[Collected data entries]
********

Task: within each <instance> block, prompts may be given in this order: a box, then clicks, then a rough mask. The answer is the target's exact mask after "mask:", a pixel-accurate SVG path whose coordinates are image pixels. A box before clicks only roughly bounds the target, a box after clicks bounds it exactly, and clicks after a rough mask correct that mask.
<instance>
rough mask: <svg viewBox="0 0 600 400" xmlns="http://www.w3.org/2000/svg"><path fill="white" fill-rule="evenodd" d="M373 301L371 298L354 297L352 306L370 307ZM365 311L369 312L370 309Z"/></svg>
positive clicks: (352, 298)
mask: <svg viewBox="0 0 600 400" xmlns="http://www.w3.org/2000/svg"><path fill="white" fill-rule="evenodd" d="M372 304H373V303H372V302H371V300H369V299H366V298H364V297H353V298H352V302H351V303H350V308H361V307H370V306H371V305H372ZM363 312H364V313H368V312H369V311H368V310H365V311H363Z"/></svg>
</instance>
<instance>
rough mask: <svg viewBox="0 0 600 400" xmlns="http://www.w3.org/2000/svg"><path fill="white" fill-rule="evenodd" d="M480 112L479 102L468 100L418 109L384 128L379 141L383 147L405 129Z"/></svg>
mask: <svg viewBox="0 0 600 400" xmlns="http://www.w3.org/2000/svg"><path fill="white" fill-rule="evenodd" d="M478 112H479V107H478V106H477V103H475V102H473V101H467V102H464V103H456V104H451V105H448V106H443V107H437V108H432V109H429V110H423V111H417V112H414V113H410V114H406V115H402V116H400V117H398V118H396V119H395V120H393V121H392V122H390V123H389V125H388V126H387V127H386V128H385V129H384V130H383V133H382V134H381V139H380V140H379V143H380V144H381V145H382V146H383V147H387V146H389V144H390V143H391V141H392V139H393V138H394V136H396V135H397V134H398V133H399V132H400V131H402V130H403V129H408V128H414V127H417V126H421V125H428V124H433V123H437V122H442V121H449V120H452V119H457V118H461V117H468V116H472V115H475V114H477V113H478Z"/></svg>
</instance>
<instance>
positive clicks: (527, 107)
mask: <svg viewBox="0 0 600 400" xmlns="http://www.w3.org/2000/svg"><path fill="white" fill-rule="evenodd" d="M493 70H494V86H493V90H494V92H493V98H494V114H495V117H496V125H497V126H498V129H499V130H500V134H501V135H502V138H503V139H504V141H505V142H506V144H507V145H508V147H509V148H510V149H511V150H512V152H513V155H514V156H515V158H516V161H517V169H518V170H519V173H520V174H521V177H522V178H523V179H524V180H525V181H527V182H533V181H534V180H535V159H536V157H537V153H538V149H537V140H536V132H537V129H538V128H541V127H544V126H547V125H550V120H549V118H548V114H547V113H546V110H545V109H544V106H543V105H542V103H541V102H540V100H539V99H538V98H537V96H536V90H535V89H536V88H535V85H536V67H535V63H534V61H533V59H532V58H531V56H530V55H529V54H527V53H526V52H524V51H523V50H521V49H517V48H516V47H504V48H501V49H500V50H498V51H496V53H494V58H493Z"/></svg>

********

*Exercise*. Output all of the records above exactly as they appear.

*Exercise solution*.
Task: within each <instance> block, prompts may be given in this order: a box, then clicks, then a rough mask. The answer is the target's exact mask after "mask:", a pixel-accurate SVG path whose coordinates are image pixels. A box before clicks only roughly bounds the target, a box after clicks bounds it exactly, and clicks after a rough mask correct that mask.
<instance>
rough mask: <svg viewBox="0 0 600 400" xmlns="http://www.w3.org/2000/svg"><path fill="white" fill-rule="evenodd" d="M373 301L371 298L354 297L352 306L370 307ZM365 311L369 312L370 309Z"/></svg>
positive clicks: (352, 298)
mask: <svg viewBox="0 0 600 400" xmlns="http://www.w3.org/2000/svg"><path fill="white" fill-rule="evenodd" d="M372 304H373V303H372V302H371V300H369V299H366V298H364V297H353V298H352V302H351V303H350V308H361V307H370V306H371V305H372ZM363 312H364V313H368V312H369V311H368V310H365V311H363Z"/></svg>
</instance>
<instance>
rough mask: <svg viewBox="0 0 600 400" xmlns="http://www.w3.org/2000/svg"><path fill="white" fill-rule="evenodd" d="M480 112L479 102L468 100L418 109L384 128L379 141L383 147L405 129Z"/></svg>
mask: <svg viewBox="0 0 600 400" xmlns="http://www.w3.org/2000/svg"><path fill="white" fill-rule="evenodd" d="M478 112H479V107H478V106H477V103H475V102H473V101H467V102H464V103H456V104H451V105H448V106H443V107H437V108H432V109H429V110H423V111H417V112H414V113H410V114H406V115H402V116H400V117H398V118H396V119H395V120H393V121H392V122H390V123H389V125H388V126H387V127H386V128H385V129H384V130H383V133H382V134H381V139H380V140H379V143H380V144H381V145H382V146H383V147H387V146H389V144H390V143H391V141H392V139H393V138H394V136H396V135H397V134H398V133H399V132H400V131H402V130H403V129H408V128H414V127H417V126H421V125H428V124H433V123H437V122H442V121H449V120H452V119H457V118H461V117H468V116H472V115H475V114H477V113H478Z"/></svg>
</instance>
<instance>
positive clicks: (527, 107)
mask: <svg viewBox="0 0 600 400" xmlns="http://www.w3.org/2000/svg"><path fill="white" fill-rule="evenodd" d="M493 70H494V86H493V90H494V92H493V98H494V114H495V117H496V125H497V126H498V129H499V130H500V134H501V135H502V138H503V139H504V141H505V142H506V144H507V145H508V147H509V148H510V149H511V150H512V152H513V155H514V156H515V158H516V161H517V169H518V170H519V173H520V174H521V177H522V178H523V179H524V180H525V181H527V182H533V181H534V180H535V159H536V157H537V153H538V149H537V140H536V132H537V129H538V128H541V127H544V126H547V125H550V120H549V118H548V114H547V113H546V110H545V109H544V106H543V105H542V103H541V102H540V100H539V99H538V98H537V96H536V90H535V89H536V88H535V85H536V67H535V63H534V61H533V59H532V58H531V56H530V55H529V54H527V53H526V52H524V51H523V50H521V49H517V48H516V47H504V48H501V49H500V50H498V51H496V53H494V58H493Z"/></svg>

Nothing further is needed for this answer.